_Conjunto de tarefas:_
1 - Responda às perguntas sobre o trecho a respeito da distribuição da riqueza:
(a) Onde o trecho deseja que o pobre Lázaro possa sentar-se?
(b) O que isso exige do rico, segundo o trecho?
(c) De qual encíclica o trecho foi tirado?
2 - Imprima a parte do trecho sobre a distribuição da riqueza que vai desde "Não se trata" até "e esforço contínuo.", incluindo estas últimas palavras.

O pobre Lázaro, o rico e a (in)justa distribuição da riqueza

Não se trata apenas de vencer a fome, nem tampouco de afastar a pobreza. O combate contra a miséria, embora urgente e necessário, não é suficiente. Trata-se de construir um mundo em que todos os homens, sem exceção de raça, religião ou nacionalidade, possam viver uma vida plenamente humana, livre de servidões que lhe vêm dos homens e de uma natureza mal domada; um mundo em que a liberdade não seja uma palavra vã e em que o pobre Lázaro possa sentar-se à mesa do rico. Isto exige, da parte deste último, grande generosidade, muitos sacrifícios e esforço contínuo.
Compete a cada um examinar a própria consciência, que agora fala com voz nova para a nossa época. Estará o rico pronto a dar do seu dinheiro, para sustentar as obras e missões organizadas em favor dos mais pobres? Estará disposto a pagar mais impostos, para que os poderes públicos intensifiquem os esforços pelo desenvolvimento? A comprar mais caro os produtos importados, para remunerar com maior justiça o produtor? E, se é jovem, a deixar a pátria, sendo necessário, para ir levar ajuda ao crescimento das nações novas?
Paulo VI, encíclica "Populorum progressio".

[Entradas de identificação de localização]
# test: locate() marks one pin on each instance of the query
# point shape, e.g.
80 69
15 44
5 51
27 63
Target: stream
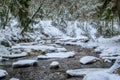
43 72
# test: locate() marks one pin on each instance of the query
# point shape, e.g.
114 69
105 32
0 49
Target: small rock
5 43
24 63
14 79
54 65
88 59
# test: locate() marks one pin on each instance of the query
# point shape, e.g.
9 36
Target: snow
88 59
101 76
3 73
16 55
54 63
3 51
83 72
14 79
115 66
44 48
57 55
22 63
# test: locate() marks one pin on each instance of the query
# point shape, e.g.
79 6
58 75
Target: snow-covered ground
3 73
57 55
75 35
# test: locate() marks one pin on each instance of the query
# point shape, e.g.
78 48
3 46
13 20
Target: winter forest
59 39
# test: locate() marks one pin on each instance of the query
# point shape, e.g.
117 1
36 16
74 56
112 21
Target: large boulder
6 43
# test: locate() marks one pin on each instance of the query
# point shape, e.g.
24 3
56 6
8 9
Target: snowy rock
5 43
101 76
3 59
14 55
57 55
44 48
54 65
88 59
24 63
14 79
3 51
83 72
3 73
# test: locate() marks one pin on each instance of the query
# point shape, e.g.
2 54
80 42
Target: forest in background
102 14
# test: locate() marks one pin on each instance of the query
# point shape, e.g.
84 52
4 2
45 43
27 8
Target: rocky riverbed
42 71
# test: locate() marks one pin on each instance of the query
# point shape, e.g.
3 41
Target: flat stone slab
24 63
57 55
83 72
3 73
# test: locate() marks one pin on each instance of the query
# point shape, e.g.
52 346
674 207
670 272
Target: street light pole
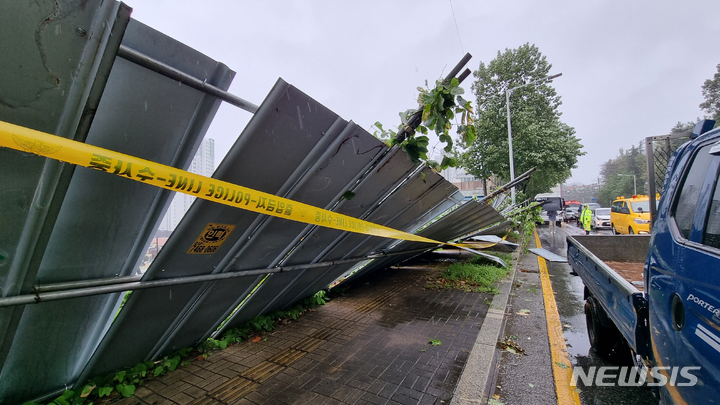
634 181
507 103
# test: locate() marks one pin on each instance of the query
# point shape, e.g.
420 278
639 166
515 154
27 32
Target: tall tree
540 139
711 93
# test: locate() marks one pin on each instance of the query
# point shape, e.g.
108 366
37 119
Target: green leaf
173 363
87 390
184 351
456 91
126 390
448 162
61 401
104 391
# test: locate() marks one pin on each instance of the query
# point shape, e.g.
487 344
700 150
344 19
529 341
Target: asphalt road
570 303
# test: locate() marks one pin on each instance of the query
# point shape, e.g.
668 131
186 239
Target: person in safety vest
586 218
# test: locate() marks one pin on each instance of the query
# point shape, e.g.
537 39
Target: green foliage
263 323
629 162
319 298
711 94
525 220
477 274
126 390
540 139
439 106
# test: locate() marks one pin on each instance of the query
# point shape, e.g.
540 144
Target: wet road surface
570 304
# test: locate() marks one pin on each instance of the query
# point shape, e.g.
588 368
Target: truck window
711 234
684 209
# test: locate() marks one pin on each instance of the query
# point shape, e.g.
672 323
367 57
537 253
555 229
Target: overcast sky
631 69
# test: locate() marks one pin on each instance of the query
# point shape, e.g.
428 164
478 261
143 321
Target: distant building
585 193
469 185
203 164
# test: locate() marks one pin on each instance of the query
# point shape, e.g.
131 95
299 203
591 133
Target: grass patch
477 275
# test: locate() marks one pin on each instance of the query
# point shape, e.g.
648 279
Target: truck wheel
606 341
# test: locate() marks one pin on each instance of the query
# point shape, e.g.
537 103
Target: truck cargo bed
612 269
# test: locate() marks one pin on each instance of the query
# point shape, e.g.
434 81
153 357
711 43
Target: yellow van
630 215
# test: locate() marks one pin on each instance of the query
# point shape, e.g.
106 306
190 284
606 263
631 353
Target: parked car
631 215
571 213
665 303
600 218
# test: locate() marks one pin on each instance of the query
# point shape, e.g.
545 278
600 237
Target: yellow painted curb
562 367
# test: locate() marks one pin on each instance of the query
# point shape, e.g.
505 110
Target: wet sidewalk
371 346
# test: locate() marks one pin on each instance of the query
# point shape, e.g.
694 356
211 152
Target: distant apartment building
203 164
469 185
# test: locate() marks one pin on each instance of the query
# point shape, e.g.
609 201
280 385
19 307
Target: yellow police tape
170 178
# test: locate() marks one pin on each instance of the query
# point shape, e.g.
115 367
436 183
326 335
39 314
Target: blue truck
658 296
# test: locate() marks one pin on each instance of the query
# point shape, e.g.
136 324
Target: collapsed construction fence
71 238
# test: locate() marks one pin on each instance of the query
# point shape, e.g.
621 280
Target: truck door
684 280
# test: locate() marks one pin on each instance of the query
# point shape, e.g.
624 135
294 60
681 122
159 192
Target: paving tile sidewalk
369 347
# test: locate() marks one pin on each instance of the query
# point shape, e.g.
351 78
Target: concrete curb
472 387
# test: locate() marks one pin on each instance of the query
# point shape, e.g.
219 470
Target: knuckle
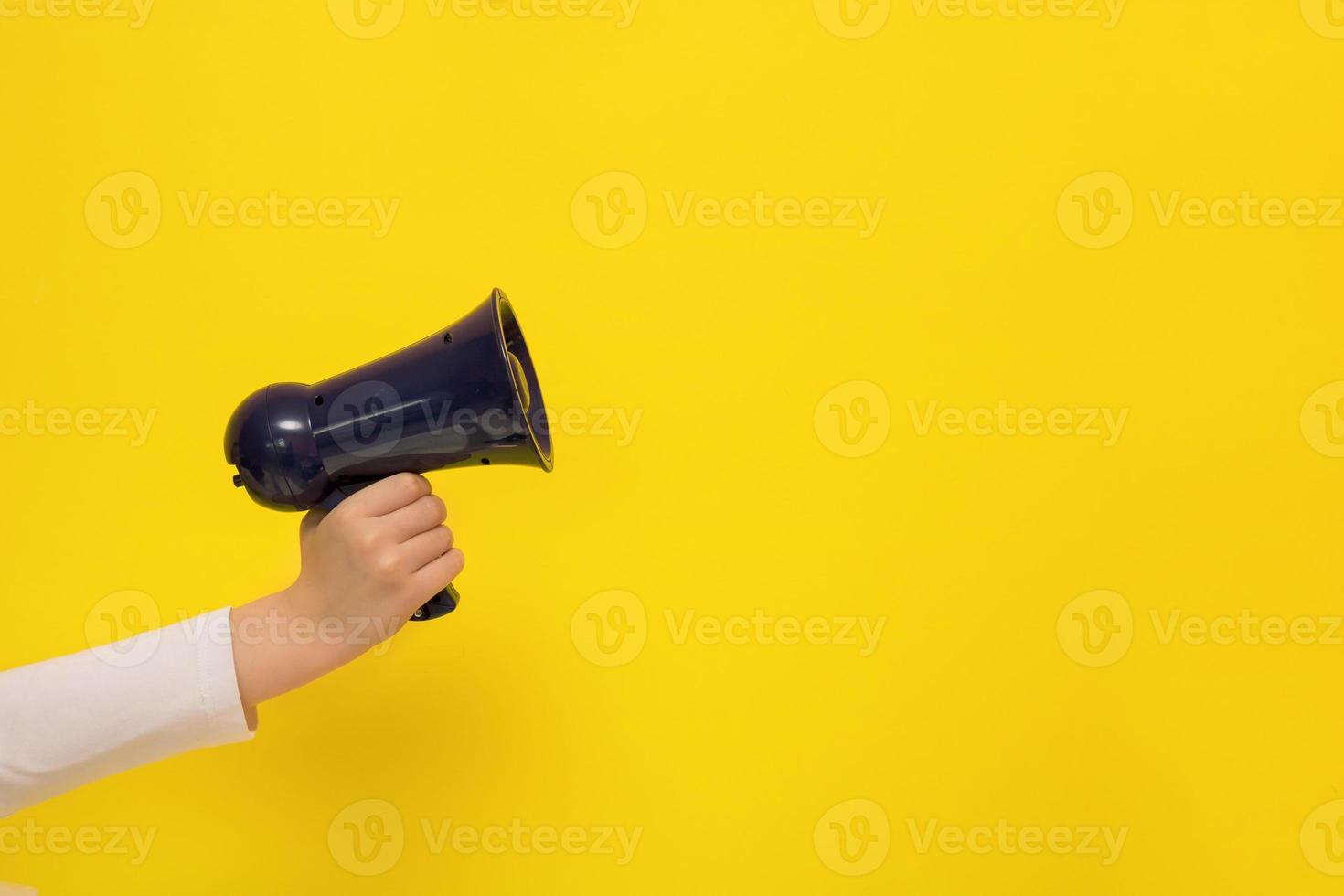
368 539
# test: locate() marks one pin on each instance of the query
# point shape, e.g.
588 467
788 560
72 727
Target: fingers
434 575
428 547
386 495
309 523
421 516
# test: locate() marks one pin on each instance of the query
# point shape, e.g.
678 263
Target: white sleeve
74 719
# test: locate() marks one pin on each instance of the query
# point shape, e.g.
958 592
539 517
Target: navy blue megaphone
465 395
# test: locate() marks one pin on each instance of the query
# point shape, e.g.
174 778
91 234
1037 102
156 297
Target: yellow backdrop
949 435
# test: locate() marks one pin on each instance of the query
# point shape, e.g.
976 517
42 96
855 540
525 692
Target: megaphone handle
441 603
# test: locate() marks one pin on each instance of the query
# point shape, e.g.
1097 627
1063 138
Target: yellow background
730 497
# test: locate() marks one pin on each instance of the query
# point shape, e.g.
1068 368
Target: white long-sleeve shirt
74 719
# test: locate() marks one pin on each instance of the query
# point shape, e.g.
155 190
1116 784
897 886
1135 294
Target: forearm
281 644
88 715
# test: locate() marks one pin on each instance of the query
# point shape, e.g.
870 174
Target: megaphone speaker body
465 395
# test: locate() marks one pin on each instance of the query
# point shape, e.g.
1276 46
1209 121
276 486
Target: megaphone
465 395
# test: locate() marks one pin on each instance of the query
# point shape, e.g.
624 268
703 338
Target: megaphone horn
466 395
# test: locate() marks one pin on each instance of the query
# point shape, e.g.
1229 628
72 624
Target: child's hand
379 555
368 566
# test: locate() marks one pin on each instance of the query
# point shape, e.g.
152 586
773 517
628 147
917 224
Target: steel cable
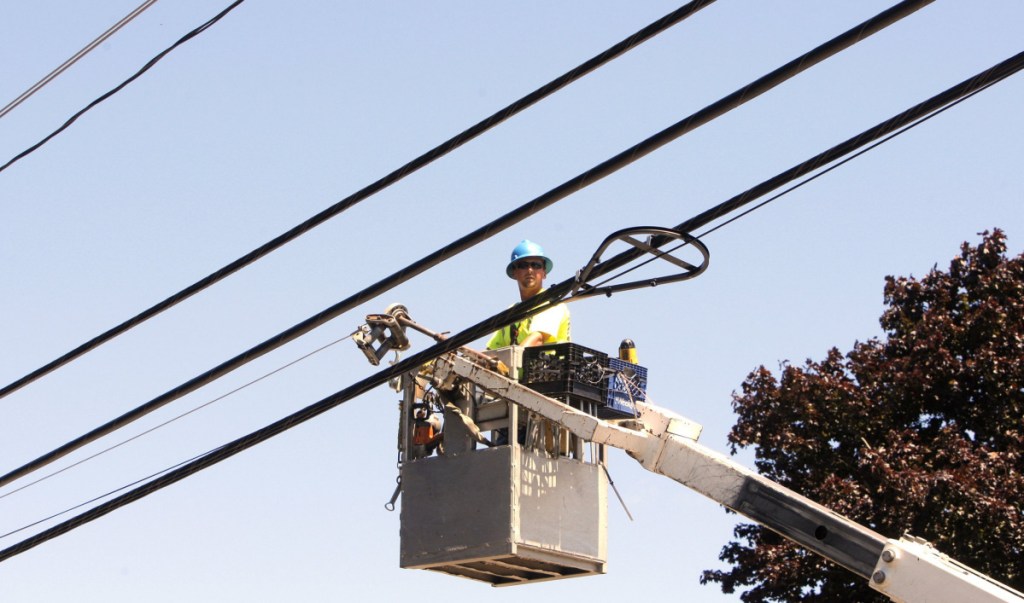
587 178
75 58
441 149
120 86
517 312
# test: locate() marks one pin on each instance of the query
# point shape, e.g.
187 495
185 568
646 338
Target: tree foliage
921 432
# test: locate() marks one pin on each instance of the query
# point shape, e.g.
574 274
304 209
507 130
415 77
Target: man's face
529 274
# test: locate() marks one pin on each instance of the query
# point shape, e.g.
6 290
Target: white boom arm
907 569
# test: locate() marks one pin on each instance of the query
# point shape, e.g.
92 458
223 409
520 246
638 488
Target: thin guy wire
120 86
411 167
550 296
75 58
642 148
181 416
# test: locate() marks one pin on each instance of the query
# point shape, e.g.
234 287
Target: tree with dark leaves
920 433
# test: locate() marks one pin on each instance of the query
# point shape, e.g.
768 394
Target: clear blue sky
285 108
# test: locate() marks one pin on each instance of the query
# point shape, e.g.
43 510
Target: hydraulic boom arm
907 569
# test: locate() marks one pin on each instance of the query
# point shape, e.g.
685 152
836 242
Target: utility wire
912 114
120 86
168 422
441 149
88 48
515 216
517 312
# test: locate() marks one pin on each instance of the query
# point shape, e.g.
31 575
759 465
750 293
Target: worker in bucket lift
528 266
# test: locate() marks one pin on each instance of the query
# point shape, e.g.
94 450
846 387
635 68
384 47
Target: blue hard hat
528 249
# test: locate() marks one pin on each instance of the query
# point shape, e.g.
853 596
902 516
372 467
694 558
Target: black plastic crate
566 371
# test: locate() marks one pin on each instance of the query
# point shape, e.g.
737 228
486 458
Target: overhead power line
521 213
120 86
441 149
88 48
519 311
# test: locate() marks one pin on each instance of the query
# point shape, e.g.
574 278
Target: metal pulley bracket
383 329
664 237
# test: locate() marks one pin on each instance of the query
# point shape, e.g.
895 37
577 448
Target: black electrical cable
517 215
879 135
517 312
441 149
120 86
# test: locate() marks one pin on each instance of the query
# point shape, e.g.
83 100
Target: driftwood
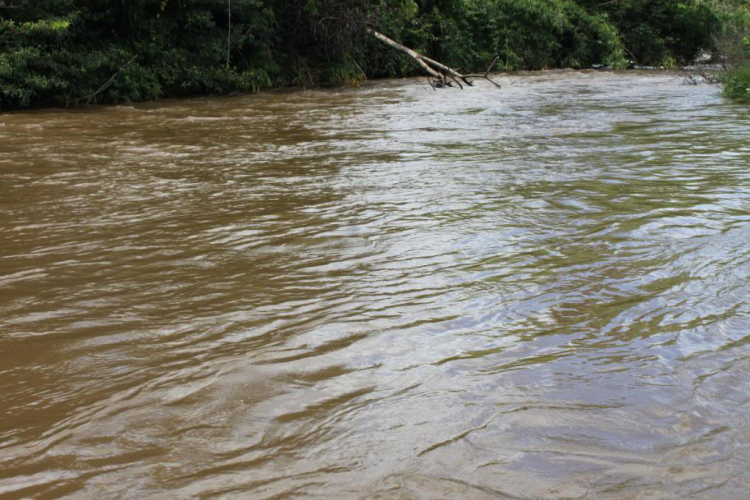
445 75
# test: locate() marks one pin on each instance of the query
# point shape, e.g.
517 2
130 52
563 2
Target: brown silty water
383 292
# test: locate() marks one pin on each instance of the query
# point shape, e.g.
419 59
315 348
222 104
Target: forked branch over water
444 75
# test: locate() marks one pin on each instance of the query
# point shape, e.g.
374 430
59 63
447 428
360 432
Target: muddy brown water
383 292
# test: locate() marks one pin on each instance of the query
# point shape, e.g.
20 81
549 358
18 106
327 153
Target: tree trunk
434 68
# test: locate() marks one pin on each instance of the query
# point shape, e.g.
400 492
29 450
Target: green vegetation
61 52
733 44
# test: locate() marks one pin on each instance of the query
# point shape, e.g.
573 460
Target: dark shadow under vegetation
64 52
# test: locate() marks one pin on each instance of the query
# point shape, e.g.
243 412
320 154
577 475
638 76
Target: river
380 292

_As respostas:_
1 -
(a) À mesa do rico.
(b) Grande generosidade, muitos sacrifícios e esforço contínuo.
(c) Da encíclica "Populorum progressio".

2 -
Não se trata apenas de vencer a fome, nem tampouco de afastar a pobreza. O combate contra a miséria, embora urgente e necessário, não é suficiente. Trata-se de construir um mundo em que todos os homens, sem exceção de raça, religião ou nacionalidade, possam viver uma vida plenamente humana, livre de servidões que lhe vêm dos homens e de uma natureza mal domada; um mundo em que a liberdade não seja uma palavra vã e em que o pobre Lázaro possa sentar-se à mesa do rico. Isto exige, da parte deste último, grande generosidade, muitos sacrifícios e esforço contínuo.